START Provided information

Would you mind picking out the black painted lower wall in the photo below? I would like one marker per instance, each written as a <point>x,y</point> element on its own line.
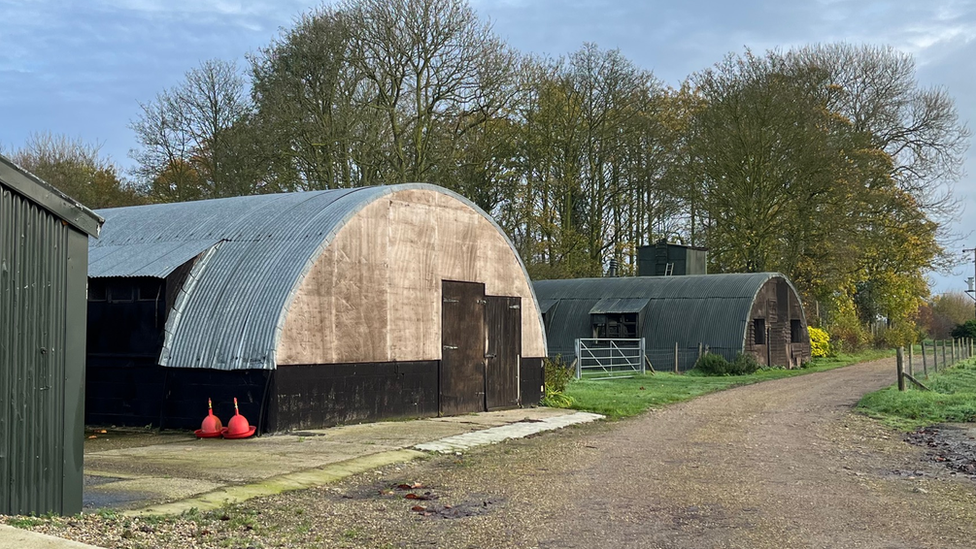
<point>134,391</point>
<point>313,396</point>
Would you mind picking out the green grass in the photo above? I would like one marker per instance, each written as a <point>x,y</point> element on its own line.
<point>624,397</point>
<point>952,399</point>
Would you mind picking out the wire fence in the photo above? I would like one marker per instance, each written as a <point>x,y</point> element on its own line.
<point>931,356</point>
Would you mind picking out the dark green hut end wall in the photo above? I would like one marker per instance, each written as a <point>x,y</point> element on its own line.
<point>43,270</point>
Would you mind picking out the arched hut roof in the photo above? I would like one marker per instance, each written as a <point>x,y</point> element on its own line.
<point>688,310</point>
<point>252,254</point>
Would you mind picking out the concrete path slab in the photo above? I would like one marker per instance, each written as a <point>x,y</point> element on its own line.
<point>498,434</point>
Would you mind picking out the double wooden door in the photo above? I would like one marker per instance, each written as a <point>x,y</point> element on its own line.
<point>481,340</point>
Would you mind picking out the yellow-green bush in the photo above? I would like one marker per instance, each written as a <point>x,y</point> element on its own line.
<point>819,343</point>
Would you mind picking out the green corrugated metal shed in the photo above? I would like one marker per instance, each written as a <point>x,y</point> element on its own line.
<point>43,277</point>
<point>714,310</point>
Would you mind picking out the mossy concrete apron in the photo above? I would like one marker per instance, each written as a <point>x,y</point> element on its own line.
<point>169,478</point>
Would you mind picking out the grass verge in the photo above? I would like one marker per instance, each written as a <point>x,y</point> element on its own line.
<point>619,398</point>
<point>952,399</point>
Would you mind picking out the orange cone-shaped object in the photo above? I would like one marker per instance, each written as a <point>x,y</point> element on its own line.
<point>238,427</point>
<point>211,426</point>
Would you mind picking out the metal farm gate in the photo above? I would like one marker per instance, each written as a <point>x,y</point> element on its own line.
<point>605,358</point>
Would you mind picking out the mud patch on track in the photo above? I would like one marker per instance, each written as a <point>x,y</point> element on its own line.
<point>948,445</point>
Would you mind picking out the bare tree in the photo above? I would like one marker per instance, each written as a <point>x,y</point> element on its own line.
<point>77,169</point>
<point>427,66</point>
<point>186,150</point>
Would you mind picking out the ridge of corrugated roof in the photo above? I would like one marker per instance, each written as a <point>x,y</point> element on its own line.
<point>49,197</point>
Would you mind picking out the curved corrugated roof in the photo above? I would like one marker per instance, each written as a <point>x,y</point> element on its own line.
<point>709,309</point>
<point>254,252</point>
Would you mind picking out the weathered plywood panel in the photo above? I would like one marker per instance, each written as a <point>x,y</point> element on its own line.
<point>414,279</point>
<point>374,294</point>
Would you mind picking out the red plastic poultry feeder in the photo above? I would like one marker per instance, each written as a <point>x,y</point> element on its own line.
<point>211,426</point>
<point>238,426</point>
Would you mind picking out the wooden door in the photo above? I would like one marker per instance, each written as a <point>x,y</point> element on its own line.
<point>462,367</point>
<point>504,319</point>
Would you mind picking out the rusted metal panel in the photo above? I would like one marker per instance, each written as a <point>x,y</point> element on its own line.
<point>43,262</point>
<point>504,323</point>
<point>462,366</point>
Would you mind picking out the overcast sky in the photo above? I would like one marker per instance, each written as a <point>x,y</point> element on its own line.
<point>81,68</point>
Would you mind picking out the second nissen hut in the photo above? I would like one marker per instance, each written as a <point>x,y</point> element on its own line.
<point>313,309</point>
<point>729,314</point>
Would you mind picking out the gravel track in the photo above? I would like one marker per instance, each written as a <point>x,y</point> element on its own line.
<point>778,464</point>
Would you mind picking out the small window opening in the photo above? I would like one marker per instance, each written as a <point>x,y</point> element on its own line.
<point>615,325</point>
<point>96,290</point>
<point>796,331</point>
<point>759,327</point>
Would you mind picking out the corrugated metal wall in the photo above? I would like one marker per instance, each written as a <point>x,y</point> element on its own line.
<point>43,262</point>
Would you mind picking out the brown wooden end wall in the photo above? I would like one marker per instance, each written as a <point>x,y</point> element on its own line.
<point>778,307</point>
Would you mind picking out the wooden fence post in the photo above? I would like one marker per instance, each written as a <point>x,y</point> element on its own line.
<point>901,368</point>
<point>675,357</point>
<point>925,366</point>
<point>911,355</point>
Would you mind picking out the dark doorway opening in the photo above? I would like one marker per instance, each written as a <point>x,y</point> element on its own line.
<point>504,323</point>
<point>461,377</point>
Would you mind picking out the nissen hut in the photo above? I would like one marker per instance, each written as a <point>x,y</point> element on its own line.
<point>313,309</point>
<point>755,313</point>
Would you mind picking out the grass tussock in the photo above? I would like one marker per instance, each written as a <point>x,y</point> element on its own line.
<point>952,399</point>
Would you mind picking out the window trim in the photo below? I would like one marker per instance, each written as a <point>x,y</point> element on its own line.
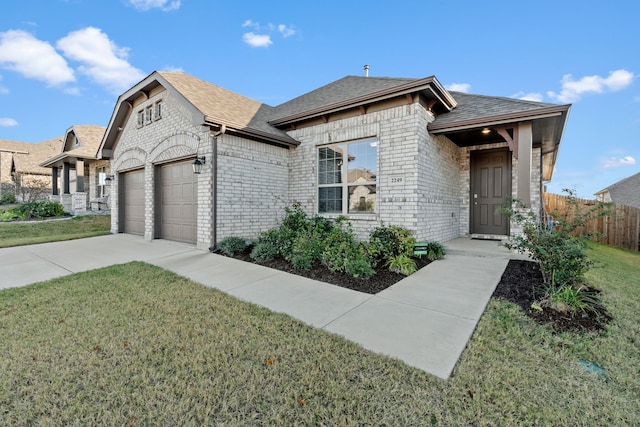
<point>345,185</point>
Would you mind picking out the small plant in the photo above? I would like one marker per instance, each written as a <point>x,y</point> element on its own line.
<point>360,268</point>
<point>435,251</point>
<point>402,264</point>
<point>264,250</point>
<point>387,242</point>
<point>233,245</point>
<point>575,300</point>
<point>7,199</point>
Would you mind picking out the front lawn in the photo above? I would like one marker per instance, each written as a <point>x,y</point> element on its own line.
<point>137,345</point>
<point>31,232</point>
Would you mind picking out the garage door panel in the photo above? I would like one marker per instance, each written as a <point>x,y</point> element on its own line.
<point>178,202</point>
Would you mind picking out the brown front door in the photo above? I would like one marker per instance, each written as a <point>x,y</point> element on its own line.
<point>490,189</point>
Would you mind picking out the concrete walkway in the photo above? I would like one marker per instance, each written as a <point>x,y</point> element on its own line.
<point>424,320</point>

END Provided information
START Provided information

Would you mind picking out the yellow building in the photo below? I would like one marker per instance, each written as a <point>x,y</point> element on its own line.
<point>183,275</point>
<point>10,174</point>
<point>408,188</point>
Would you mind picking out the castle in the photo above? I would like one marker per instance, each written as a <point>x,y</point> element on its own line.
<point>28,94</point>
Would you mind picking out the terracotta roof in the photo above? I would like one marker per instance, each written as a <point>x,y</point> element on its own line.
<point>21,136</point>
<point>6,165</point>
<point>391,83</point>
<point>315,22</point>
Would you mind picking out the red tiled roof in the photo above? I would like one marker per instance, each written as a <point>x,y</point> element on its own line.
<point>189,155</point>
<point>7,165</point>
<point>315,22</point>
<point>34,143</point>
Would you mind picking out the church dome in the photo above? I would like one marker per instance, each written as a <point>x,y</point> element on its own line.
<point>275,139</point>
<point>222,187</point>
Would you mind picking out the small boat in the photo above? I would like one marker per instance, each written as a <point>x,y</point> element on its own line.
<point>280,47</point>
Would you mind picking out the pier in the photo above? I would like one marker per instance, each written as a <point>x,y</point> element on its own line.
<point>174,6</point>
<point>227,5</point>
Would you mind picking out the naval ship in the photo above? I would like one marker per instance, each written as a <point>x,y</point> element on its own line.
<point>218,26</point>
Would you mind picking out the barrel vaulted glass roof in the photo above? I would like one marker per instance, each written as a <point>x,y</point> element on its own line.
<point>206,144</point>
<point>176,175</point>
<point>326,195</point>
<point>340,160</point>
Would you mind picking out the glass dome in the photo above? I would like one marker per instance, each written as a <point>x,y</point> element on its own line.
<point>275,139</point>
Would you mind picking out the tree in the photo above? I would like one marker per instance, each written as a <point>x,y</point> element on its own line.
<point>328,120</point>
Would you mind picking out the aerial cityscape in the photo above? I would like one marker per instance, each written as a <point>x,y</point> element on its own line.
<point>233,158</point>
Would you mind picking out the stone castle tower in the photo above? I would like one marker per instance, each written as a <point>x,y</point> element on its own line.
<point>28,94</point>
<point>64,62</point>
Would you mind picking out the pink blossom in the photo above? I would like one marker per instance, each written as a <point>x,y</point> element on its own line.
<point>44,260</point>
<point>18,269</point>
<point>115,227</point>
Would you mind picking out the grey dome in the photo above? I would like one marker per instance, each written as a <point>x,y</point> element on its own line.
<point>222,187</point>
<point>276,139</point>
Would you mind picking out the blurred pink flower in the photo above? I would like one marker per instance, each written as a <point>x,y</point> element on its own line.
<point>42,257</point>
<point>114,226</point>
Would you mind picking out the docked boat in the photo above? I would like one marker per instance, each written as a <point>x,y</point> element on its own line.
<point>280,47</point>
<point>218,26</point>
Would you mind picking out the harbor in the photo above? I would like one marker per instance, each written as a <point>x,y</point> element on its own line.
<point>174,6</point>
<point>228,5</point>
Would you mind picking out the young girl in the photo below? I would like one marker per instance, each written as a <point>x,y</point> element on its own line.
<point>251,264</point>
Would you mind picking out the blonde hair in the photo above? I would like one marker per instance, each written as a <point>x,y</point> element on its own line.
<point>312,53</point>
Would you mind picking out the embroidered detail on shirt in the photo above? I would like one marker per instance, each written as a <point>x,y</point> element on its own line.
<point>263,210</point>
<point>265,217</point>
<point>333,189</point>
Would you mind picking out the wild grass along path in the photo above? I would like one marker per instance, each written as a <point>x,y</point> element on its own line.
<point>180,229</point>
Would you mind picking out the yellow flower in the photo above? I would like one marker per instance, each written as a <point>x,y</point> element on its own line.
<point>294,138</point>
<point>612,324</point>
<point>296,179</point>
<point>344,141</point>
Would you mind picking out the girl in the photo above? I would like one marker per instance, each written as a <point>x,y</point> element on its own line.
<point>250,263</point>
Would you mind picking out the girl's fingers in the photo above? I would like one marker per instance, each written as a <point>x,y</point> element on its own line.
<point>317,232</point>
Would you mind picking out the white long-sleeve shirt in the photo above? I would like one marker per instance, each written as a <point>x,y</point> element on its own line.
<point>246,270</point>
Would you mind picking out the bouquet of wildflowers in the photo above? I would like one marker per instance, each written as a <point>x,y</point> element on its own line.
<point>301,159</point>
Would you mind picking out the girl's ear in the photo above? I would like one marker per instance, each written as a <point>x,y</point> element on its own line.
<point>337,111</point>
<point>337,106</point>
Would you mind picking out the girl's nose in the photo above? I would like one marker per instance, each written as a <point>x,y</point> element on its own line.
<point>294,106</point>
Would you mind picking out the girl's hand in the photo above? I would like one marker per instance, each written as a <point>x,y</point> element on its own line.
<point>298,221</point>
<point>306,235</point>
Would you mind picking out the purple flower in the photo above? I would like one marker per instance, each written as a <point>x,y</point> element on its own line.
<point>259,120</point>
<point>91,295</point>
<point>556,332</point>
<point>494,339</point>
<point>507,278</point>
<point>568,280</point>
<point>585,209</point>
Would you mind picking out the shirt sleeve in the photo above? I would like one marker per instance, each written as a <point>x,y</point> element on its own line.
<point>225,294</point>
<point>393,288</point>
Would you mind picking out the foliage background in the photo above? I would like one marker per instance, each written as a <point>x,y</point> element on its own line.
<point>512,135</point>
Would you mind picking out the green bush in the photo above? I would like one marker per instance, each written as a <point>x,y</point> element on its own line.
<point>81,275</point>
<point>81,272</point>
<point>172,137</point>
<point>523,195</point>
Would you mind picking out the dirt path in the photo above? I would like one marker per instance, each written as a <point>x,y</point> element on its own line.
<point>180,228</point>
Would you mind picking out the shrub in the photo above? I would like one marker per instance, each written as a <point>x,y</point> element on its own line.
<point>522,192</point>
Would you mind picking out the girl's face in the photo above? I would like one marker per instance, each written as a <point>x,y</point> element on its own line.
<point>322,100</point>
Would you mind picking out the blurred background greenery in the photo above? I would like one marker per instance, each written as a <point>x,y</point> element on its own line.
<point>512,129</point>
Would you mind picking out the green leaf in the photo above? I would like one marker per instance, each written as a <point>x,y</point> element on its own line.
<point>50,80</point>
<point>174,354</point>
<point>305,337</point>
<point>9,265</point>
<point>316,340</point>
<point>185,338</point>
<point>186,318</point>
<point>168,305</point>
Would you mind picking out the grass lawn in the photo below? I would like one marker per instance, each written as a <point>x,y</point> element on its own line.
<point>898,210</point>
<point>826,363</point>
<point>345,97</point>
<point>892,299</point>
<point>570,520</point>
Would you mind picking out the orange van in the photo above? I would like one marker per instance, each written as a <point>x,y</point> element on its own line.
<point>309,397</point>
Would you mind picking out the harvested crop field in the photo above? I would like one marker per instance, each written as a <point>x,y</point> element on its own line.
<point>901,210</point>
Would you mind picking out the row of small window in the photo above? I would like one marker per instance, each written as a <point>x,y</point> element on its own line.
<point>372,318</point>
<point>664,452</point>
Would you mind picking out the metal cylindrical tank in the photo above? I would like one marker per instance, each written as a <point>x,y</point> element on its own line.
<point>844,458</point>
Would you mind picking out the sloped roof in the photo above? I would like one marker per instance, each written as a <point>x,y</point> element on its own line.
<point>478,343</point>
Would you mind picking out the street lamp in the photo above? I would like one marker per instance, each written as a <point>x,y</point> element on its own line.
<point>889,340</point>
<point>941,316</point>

END Provided information

*Task details:* Rewrite the records between the line holding "Would you mind picking out the brown wooden" and the line holding "<point>345,185</point>", inclusive, keeping the requests and raising every answer coordinate by 97. Omit the pictures.

*Task result:*
Would you mind picking out the brown wooden end wall in the photo above? I would like one marker per instance, each written as a <point>x,y</point> element on its own line.
<point>875,404</point>
Would you mind picking out the wooden fence post in the photo above? I would like one marker per instance, each written as a <point>x,y</point> element on its own line.
<point>998,465</point>
<point>772,454</point>
<point>1022,463</point>
<point>1008,452</point>
Would you mind picking out the dark doorway opening in the photo above? I would like one marker per instance, each written as a <point>x,y</point> element on its own line.
<point>601,420</point>
<point>558,474</point>
Would you mind picking out the nissen hut in the photo above? I would like one marker per instance, each written as a <point>x,y</point> element on its own line.
<point>410,406</point>
<point>852,410</point>
Would you mind picking out the grass tussock in the photo above? I would like one marker per instance, each written as a <point>x,y</point> element on its own line.
<point>1049,496</point>
Would you mind picking out the window trim in the photo below? I would like one marker per instance, each written as a <point>x,y</point> element on its own line.
<point>442,282</point>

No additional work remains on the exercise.